### Excerpted text
⁂

An Audit of Transforaminal Epidural Steroid Injections Without Sedation: Low Patient Dissatisfaction and Low Vasovagal Rates

Authors


  • Presented at International Spine Intervention Society (ISIS) Annual Meeting in Las Vegas, July 2012.
  • Disclosures/conflicts of interest: Dr. Timothy Maus is on the board of directors for ISIS.

Reprint requests to: Felix E. Diehn, MD, Department of Radiology, Mayo Clinic, 200 1st St SW, Rochester, MN 55905, USA. Tel: 507-255-6598; Fax: 507-266-1657; E-mail: diehn.felix@mayo.edu.

Abstract

Objective

To assess frequency of sedation in transforaminal epidural steroid injections (TFESI) and to analyze patient dissatisfaction and vasovagal rates.

Design

Retrospective audit over a 6-year period, January 1, 2006–December 31, 2011.

Setting

Single academic center radiology pain management practice.

Subjects

Four thousand four hundred thirty-two patients undergoing 6,878 consecutive TFESI.

Outcome Measures

Frequency of sedation for TFESI was assessed. Vasovagal and patient dissatisfaction rates were assessed, the latter by patients' responses to two follow-up survey questions at 2 weeks postprocedure.

⁂

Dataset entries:

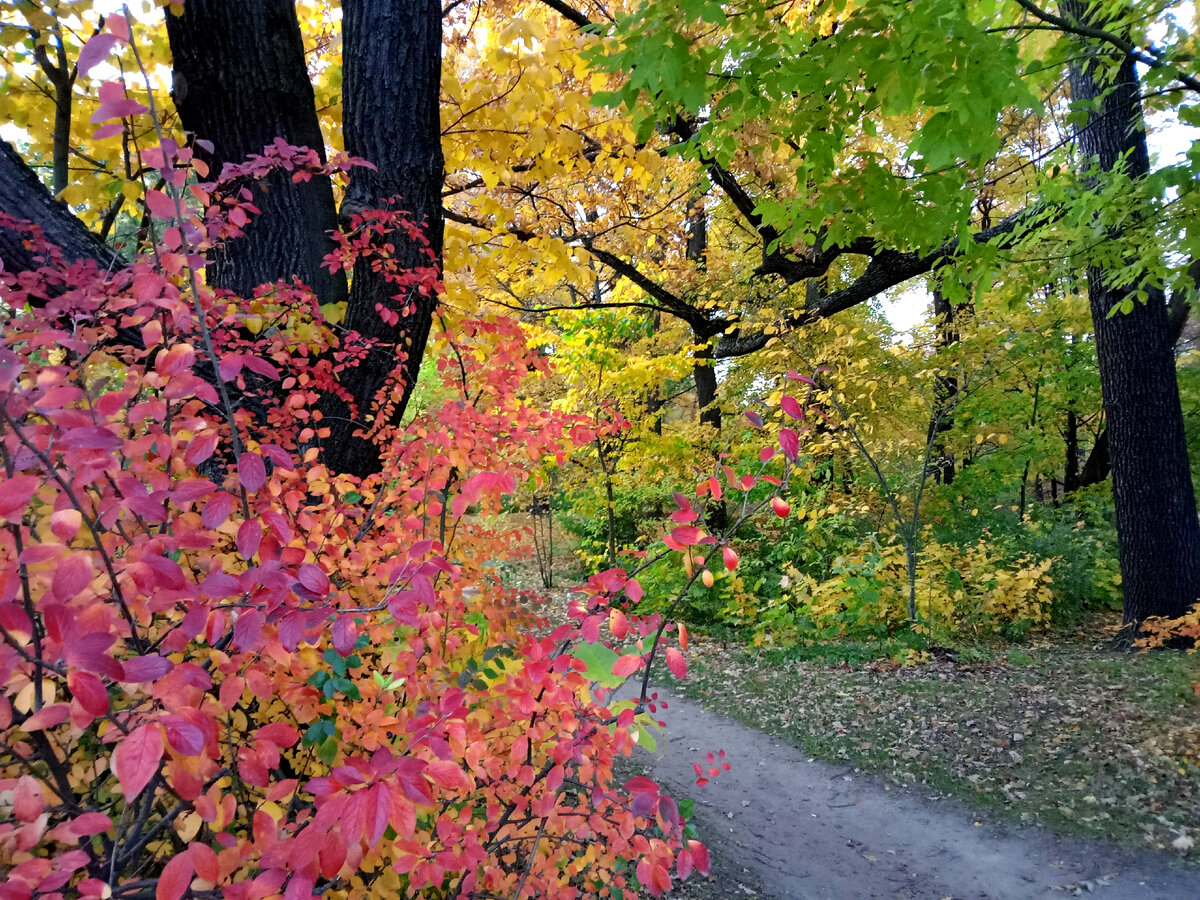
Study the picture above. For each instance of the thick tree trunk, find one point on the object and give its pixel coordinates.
(23, 196)
(240, 82)
(391, 76)
(1157, 527)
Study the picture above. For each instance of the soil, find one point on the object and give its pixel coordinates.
(781, 826)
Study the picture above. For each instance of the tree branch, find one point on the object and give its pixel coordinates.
(1147, 55)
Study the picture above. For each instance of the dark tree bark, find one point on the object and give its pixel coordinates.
(391, 76)
(946, 391)
(1157, 527)
(24, 196)
(240, 82)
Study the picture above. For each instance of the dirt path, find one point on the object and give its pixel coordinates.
(789, 828)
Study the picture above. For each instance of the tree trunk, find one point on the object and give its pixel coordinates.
(1157, 527)
(946, 393)
(391, 77)
(240, 82)
(23, 196)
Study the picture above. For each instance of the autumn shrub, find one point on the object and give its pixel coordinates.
(231, 671)
(963, 593)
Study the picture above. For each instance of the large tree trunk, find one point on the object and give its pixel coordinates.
(240, 82)
(391, 76)
(1156, 515)
(23, 196)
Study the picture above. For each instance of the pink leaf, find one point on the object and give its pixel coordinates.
(792, 408)
(231, 366)
(47, 718)
(95, 52)
(91, 437)
(345, 635)
(627, 665)
(250, 537)
(313, 579)
(147, 669)
(687, 535)
(136, 759)
(28, 799)
(175, 877)
(15, 493)
(676, 663)
(72, 576)
(89, 691)
(161, 205)
(201, 448)
(251, 471)
(216, 510)
(790, 443)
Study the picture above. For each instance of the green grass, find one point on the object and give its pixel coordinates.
(1067, 733)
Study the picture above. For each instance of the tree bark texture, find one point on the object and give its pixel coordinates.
(24, 196)
(1157, 527)
(391, 76)
(240, 82)
(946, 393)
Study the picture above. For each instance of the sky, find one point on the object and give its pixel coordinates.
(905, 307)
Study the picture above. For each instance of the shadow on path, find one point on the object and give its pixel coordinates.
(813, 829)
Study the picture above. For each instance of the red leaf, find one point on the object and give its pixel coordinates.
(28, 799)
(89, 690)
(65, 523)
(217, 510)
(89, 823)
(205, 861)
(136, 760)
(448, 774)
(175, 877)
(72, 576)
(231, 365)
(259, 365)
(15, 493)
(676, 663)
(250, 537)
(313, 579)
(627, 665)
(345, 634)
(279, 733)
(790, 443)
(634, 591)
(201, 448)
(687, 535)
(94, 52)
(618, 624)
(161, 205)
(90, 437)
(251, 471)
(683, 864)
(147, 669)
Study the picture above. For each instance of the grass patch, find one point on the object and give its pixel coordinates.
(1067, 733)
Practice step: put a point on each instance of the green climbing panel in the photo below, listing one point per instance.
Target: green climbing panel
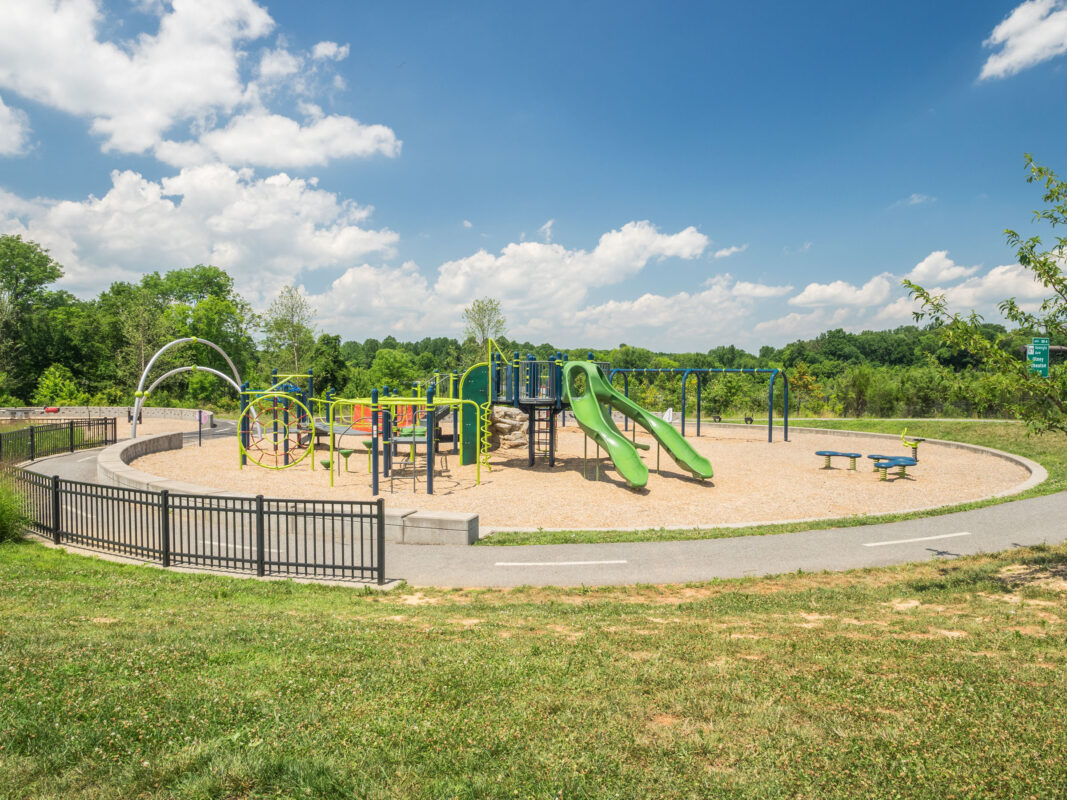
(474, 386)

⁂

### Activity 1
Answer these questions from the TFESI audit text.
(a) At which meeting, and when, was the work presented?
(b) What period did the audit cover?
(c) How many patients and injections were included?
### Activity 2
Say whether each statement agrees with the TFESI audit text. Answer yes or no, and quote the words that decide it.
(a) The audit was carried out prospectively.
(b) The setting was a radiology pain management practice at one academic center.
(c) Patient dissatisfaction was measured through follow-up survey questions two weeks after the procedure.
### Activity 3
Proceed with the TFESI audit text, starting after its last sentence.

### Exercise answer 1
(a) The International Spine Intervention Society (ISIS) Annual Meeting in Las Vegas, July 2012.
(b) January 1, 2006–December 31, 2011, a 6-year period.
(c) Four thousand four hundred thirty-two patients undergoing 6,878 consecutive TFESI.

### Exercise answer 2
(a) No: "Retrospective audit over a 6-year period"
(b) Yes: "Single academic center radiology pain management practice."
(c) Yes: "by patients' responses to two follow-up survey questions at 2 weeks postprocedure"

### Exercise answer 3
Results

Six thousand eight hundred seventy-eight TFESI were performed, of which only 0.1% (N = 7) were performed with sedation. Only 0.4% (N = 28) of TFESI were complicated by vasovagal reaction. Seventy-two percent (N = 4,980) of nonsedated patients responded to the survey. Overall medical care in the nonsedated was rated as: excellent 51%, very good 30%, good 15%, fair 3%, and poor 1%. Ninety-five percent confidence interval (CI) for the 3.9% of the nonsedated patients who rated their care at best “fair” was (3.3, 4.4%). Likelihood of referring friends/family members in nonsedated patients was: definitely 53%, probably 28%, uncertain 16%, probably not 3%, definitely not 0.2%. Ninety-five percent CI for the 3.2% of the nonsedated patients who would at best “probably not refer” their friends/family was (2.7, 3.7%).

Conclusions

In our radiology pain management practice, sedation was rarely utilized for TFESI. A small minority of nonsedated patients rated their care at best fair and would at best probably not refer friends/family members. TFESI can be performed without sedation with low patient dissatisfaction and low vasovagal rates.